DOCUMENT TEXT:
A redistricting case about more than redistricting

Photo by Marjorie Kamys Cotera

In every redistricting cycle since 1970, Texas has had the distinction — dubious as it is — of making redistricting law at the Supreme Court.

In the 1970s, Texas redistricting litigation helped end the use of at-large districts to select legislators. Twenty years later, a Texas case led to rulings defining standards for measuring when legislators had gone too far in drawing districts to protect the power of minority groups. And in Tom DeLay’s infamous twice-in-one decade redistricting cycle of the 2000s, the Supreme Court got the chance to consider whether the process amounted to a partisan gerrymander.

None of this is too surprising. Texas has long been a complicated, multi-ethnic state where groups have jockeyed for power in a political environment that can resemble blood sport.

And there’s little doubt this cycle's redistricting fights — which went to trial this week in San Antonio — will make law in a number of key ways, including potentially answering critical questions about whether African-Americans and Hispanics can be counted together in deciding whether additional majority-minority districts can be created in places like the Dallas-Fort Worth Metroplex, as well as a seemingly perennial fight over whether the Texas Legislature improperly dismantled U.S. Rep. Lloyd Doggett’s district.

But this cycle could also make law in a more far-reaching way — one with national implications for voting rights advocates. That’s because lawyers for the Justice Department and minority groups are asserting what they believe is a strong claim that Texas legislators intentionally discriminated against the state’s rapidly growing Hispanic and African-American populations when they drew the 2011 maps.

EXERCISE OBJECTIVE: Quote the Texas redistricting article in full, word for word. The records have no connection to the article.

MATERIAL SUPPLIED:
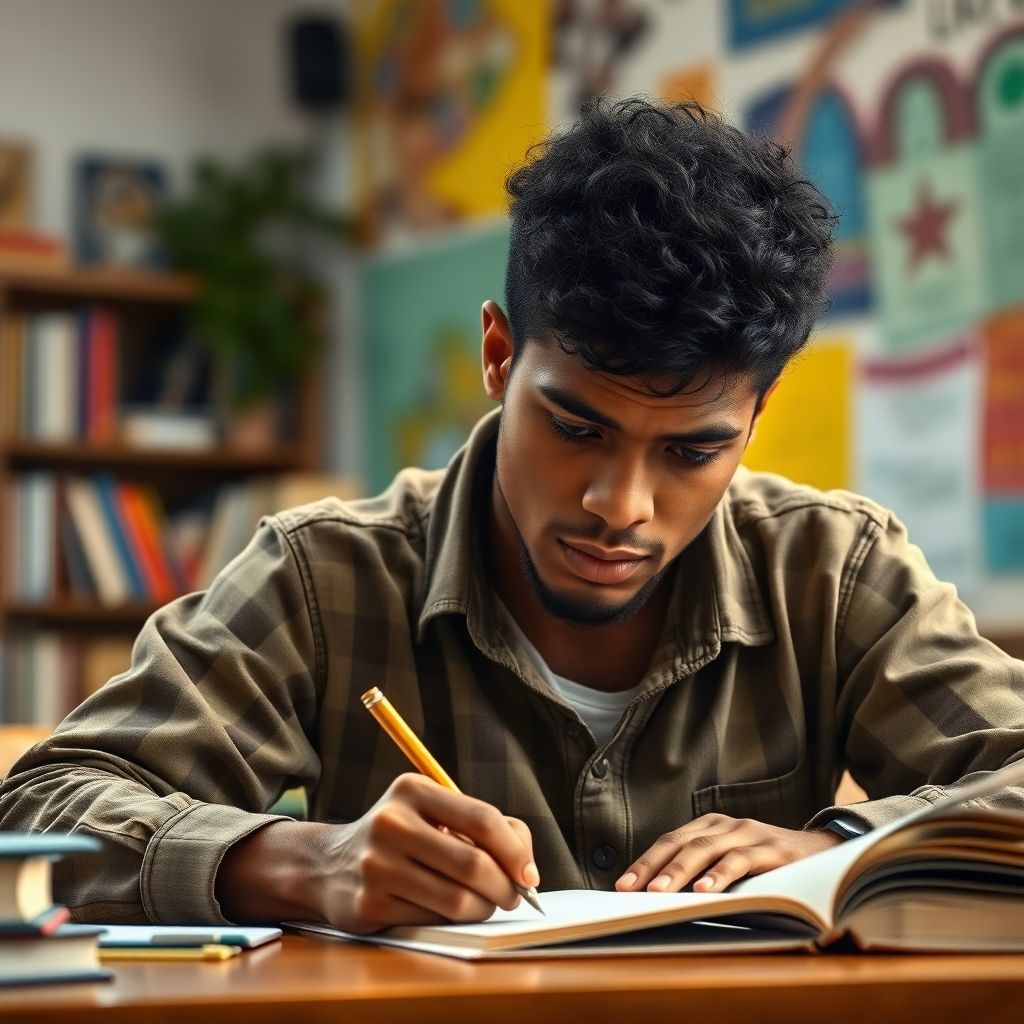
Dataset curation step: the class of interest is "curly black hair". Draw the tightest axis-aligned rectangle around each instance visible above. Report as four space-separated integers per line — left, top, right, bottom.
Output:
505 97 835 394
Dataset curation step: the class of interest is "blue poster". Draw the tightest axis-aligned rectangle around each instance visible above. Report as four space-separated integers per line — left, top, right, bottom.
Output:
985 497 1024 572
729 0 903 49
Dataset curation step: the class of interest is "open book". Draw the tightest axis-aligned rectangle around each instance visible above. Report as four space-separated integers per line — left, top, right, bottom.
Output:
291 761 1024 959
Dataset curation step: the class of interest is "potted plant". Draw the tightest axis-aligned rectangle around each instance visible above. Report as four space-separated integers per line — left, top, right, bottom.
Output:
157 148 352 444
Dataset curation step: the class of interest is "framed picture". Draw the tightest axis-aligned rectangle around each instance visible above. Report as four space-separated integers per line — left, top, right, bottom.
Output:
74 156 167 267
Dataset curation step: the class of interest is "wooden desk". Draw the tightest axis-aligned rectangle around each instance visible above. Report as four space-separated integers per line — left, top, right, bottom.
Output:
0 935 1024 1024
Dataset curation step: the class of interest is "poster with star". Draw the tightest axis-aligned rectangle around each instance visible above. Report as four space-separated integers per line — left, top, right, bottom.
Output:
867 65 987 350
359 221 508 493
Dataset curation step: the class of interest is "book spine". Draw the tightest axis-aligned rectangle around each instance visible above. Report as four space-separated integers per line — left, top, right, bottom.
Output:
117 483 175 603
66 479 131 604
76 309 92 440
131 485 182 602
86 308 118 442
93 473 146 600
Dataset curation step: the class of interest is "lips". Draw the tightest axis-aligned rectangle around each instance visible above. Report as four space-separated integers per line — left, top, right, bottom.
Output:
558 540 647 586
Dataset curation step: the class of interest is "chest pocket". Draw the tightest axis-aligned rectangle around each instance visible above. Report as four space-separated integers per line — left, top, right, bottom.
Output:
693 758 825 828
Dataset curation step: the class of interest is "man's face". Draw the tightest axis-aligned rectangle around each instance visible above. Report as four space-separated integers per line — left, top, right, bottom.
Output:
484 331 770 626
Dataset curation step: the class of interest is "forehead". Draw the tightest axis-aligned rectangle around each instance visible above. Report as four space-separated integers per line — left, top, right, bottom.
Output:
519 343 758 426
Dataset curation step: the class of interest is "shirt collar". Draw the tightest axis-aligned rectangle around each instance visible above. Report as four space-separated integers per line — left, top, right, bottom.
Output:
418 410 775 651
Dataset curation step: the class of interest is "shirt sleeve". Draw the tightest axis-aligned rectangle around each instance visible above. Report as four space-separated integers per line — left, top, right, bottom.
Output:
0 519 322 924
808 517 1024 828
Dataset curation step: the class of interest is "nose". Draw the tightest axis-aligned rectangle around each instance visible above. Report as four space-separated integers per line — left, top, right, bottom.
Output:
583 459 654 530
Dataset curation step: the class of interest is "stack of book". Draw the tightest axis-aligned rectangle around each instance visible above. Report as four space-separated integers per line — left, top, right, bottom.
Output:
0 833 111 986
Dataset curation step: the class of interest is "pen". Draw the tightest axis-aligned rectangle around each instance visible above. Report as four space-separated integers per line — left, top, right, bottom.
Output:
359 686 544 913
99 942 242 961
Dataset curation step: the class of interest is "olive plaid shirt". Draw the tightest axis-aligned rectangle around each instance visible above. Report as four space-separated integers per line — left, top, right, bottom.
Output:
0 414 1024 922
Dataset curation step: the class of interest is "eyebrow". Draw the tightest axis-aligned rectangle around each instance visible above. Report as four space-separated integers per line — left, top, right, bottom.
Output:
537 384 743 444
---
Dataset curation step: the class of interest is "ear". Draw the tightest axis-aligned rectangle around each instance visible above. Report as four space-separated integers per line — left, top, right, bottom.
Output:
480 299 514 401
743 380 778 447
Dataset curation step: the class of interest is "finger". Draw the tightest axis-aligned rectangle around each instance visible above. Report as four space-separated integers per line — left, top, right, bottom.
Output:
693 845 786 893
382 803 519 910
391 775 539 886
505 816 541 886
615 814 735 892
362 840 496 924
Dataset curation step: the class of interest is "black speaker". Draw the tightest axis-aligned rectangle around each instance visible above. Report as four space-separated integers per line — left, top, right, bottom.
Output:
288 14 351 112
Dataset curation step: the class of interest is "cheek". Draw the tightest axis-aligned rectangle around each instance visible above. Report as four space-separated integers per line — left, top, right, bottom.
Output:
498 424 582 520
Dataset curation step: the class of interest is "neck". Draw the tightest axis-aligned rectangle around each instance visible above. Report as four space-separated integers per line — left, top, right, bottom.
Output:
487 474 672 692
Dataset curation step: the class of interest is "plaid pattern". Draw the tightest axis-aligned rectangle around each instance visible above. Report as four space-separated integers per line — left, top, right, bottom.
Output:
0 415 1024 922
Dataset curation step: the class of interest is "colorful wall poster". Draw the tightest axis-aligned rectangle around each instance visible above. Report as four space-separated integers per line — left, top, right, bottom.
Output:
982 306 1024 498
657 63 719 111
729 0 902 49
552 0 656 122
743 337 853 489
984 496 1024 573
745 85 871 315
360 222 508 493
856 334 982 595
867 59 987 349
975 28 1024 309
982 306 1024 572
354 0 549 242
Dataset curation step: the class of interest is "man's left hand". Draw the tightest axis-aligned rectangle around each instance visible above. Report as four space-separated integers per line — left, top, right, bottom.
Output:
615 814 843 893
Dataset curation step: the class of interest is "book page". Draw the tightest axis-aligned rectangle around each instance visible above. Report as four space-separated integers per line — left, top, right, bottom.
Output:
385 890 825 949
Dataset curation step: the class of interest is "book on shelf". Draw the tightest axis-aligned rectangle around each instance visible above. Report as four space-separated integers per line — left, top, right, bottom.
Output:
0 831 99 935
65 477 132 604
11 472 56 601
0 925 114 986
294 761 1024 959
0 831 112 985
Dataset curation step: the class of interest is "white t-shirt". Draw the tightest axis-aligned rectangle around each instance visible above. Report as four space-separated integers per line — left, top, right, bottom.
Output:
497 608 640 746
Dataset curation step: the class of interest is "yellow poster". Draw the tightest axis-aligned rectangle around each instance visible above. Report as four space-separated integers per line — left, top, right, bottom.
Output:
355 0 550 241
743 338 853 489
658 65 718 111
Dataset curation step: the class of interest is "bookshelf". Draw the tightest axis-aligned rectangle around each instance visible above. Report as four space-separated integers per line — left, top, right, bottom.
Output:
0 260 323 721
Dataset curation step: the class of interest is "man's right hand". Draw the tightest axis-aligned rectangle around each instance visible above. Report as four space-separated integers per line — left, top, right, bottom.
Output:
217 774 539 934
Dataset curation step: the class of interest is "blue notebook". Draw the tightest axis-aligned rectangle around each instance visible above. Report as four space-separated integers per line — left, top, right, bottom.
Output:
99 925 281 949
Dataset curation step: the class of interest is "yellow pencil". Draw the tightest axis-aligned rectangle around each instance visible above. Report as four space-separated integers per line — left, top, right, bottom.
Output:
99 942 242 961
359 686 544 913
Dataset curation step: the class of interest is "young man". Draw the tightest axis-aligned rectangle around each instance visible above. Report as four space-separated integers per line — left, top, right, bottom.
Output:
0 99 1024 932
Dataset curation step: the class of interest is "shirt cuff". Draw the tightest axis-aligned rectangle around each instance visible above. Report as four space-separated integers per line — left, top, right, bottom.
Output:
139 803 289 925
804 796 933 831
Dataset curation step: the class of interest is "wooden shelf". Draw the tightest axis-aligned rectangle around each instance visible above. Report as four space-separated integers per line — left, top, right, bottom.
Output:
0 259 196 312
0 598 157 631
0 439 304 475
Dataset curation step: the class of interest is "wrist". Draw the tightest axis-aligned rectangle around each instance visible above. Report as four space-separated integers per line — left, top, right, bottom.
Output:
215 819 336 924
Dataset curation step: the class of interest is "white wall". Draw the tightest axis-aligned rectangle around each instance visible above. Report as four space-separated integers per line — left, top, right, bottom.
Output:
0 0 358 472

RESPONSE:
A redistricting case about more than redistricting

Photo by Marjorie Kamys Cotera

In every redistricting cycle since 1970, Texas has had the distinction — dubious as it is — of making redistricting law at the Supreme Court.

In the 1970s, Texas redistricting litigation helped end the use of at-large districts to select legislators. Twenty years later, a Texas case led to rulings defining standards for measuring when legislators had gone too far in drawing districts to protect the power of minority groups. And in Tom DeLay’s infamous twice-in-one decade redistricting cycle of the 2000s, the Supreme Court got the chance to consider whether the process amounted to a partisan gerrymander.

None of this is too surprising. Texas has long been a complicated, multi-ethnic state where groups have jockeyed for power in a political environment that can resemble blood sport.

And there’s little doubt this cycle's redistricting fights — which went to trial this week in San Antonio — will make law in a number of key ways, including potentially answering critical questions about whether African-Americans and Hispanics can be counted together in deciding whether additional majority-minority districts can be created in places like the Dallas-Fort Worth Metroplex, as well as a seemingly perennial fight over whether the Texas Legislature improperly dismantled U.S. Rep. Lloyd Doggett’s district.

But this cycle could also make law in a more far-reaching way — one with national implications for voting rights advocates. That’s because lawyers for the Justice Department and minority groups are asserting what they believe is a strong claim that Texas legislators intentionally discriminated against the state’s rapidly growing Hispanic and African-American populations when they drew the 2011 maps.